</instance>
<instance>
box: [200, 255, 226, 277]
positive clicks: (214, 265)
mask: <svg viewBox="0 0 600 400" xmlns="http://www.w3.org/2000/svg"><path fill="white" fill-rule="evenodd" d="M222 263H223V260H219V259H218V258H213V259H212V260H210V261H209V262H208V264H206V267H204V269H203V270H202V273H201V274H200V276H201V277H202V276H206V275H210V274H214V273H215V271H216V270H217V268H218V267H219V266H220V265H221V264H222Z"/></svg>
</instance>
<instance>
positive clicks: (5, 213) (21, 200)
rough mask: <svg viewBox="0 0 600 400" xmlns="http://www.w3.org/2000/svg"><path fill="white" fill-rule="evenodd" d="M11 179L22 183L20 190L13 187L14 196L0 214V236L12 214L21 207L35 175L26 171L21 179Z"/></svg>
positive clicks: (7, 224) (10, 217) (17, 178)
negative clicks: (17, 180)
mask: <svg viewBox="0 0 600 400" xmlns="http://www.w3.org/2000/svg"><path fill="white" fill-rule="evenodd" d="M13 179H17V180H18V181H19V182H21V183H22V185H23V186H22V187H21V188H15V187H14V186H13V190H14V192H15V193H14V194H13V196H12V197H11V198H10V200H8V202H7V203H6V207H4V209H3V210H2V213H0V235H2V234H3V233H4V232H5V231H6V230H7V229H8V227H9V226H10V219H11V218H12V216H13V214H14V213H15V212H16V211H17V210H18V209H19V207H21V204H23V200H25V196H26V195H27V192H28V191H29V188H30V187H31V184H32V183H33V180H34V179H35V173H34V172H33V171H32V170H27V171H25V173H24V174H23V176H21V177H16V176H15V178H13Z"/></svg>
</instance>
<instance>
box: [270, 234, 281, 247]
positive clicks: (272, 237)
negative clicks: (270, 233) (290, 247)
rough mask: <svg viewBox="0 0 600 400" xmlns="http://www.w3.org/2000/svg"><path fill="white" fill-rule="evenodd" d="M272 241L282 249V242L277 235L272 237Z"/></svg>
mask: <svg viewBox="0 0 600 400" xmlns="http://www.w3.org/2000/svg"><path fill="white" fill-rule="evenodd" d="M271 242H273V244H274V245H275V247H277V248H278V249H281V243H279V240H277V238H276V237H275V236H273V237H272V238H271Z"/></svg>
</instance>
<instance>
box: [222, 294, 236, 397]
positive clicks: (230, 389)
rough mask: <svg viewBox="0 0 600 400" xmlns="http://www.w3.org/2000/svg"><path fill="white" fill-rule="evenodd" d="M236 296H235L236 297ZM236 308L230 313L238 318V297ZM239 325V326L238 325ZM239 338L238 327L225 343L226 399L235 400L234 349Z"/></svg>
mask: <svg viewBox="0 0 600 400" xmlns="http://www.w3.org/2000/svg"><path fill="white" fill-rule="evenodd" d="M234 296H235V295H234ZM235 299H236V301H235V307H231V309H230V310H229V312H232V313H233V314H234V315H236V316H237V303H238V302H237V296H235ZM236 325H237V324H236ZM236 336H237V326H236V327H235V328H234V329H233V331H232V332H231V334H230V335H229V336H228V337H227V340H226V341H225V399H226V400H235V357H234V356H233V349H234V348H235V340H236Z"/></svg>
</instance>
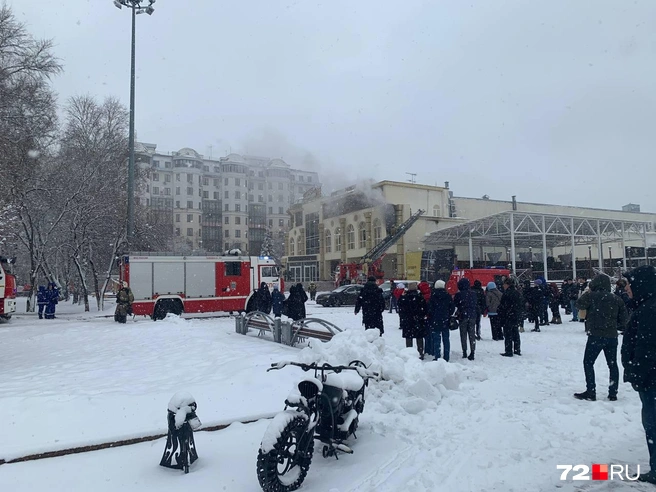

--------------------

> **Problem description**
Rewrite the rows starting at the top and ending at the line containing "positive clicks: (214, 265)", replacing "positive clicks" with "foreground clicks" and leaving everything else unchanged.

> **Answer to the exercise**
</instance>
<instance>
box: [200, 255, 226, 277]
foreground clicks: (214, 265)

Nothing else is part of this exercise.